▶ **ЧТО СДЕЛАТЬ**
Перепишите из текста о книге Кесселя всё от «Кессель. Ж.» до «2012. – 144 с.» и замените в этом отрывке «Владивосток» на «Хабаровск».

▶ **ИСХОДНЫЙ ТЕКСТ**
Жозеф Кессель. Смутные времена. Владивосток 1918-1919 гг.


Как распорядиться жизнью в 20 лет

Кессель. Ж.

Смутные времена. Владивосток 1918-1919 гг.  

Роман (Серия «Библиотека альманаха «Рубеж»). – Владивосток: Тихоокеанское издательство «Рубеж», 2012. – 144 с.


     Когда ты молод и горяч, когда тебе всего 20 лет, ты полон романтики и жажды приключений, приказ командира о формировании специального отряда добровольцев  для сопровождения французских частей в Сибирь не может не увлечь молодого летчика Жозефа.  К тому же, это шанс получить новые впечатления на родине отца, выходца из России. Русские корни словно подталкивали, тянули, неумолимо влекли на родину прародителей.

     «Мои русские корни, знание языка, сказки и книги моего детства, народные песни, прекраснее которых ничего на свете нет, - все это пробудило во мне освещенную звездами мечту…Я грезил наяву…  Мне нужна была и эта экспедиция, и эти бескрайние просторы, мне нужна была Сибирь».





      Судьба, порой, преподносит сюрпризы, неожиданности, которые впоследствии оказываются особыми знаками, указывающими на неминуемые перемены в жизни. В воздушном бою с немецкими «Фоккерами» смертельно ранен  капитан  эскадрильи, в которой еще вчера служил Жозеф. «Удар был очень сильным. Ужасным. Первый в моей жизни. До сих пор все погибшие, которых мне пришлось видеть, ничего не значили для меня. Никто из них не был важной частью меня самого… Склонившись над лицом моего капитана, невредимый, но словно похолодевший внутри, я встретился лицом к лицу со Смертью»…

Тревога поселилась в сердце…

     Близился отъезд, точнее отплытие, из французского Бреста к берегам США. «Мне было всего двадцать лет. Я был непосредственен как ребенок. Все менялось, обстановка, погода и люди, и вот отчаяние сменялось восторгом, а печаль радостью».

На исходе сил немецкая армия попросила перемирия. «Шли переговоры об условиях его подписания. Вот-вот война могла закончиться, а вместе с ней, согласно самой элементарной логике, и наше приключение».  И это произошло – перемирие подписано!

▶ **ИСХОДНЫЕ ДАННЫЕ**
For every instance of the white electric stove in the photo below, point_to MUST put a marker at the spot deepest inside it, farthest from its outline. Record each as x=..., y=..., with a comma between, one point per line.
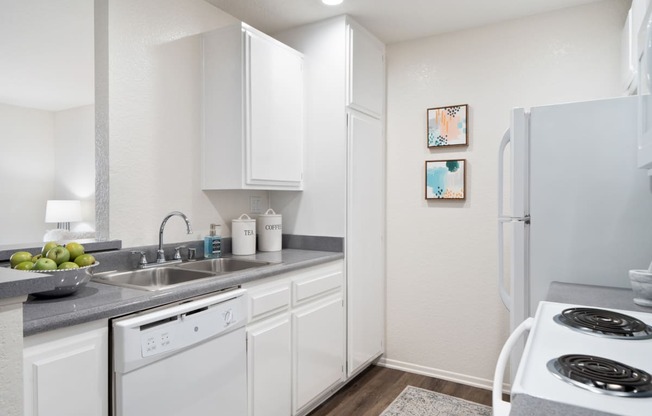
x=580, y=360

▶ **ОТВЕТ**
Кессель. Ж.

Смутные времена. Хабаровск 1918-1919 гг.  

Роман (Серия «Библиотека альманаха «Рубеж»). – Хабаровск: Тихоокеанское издательство «Рубеж», 2012. – 144 с.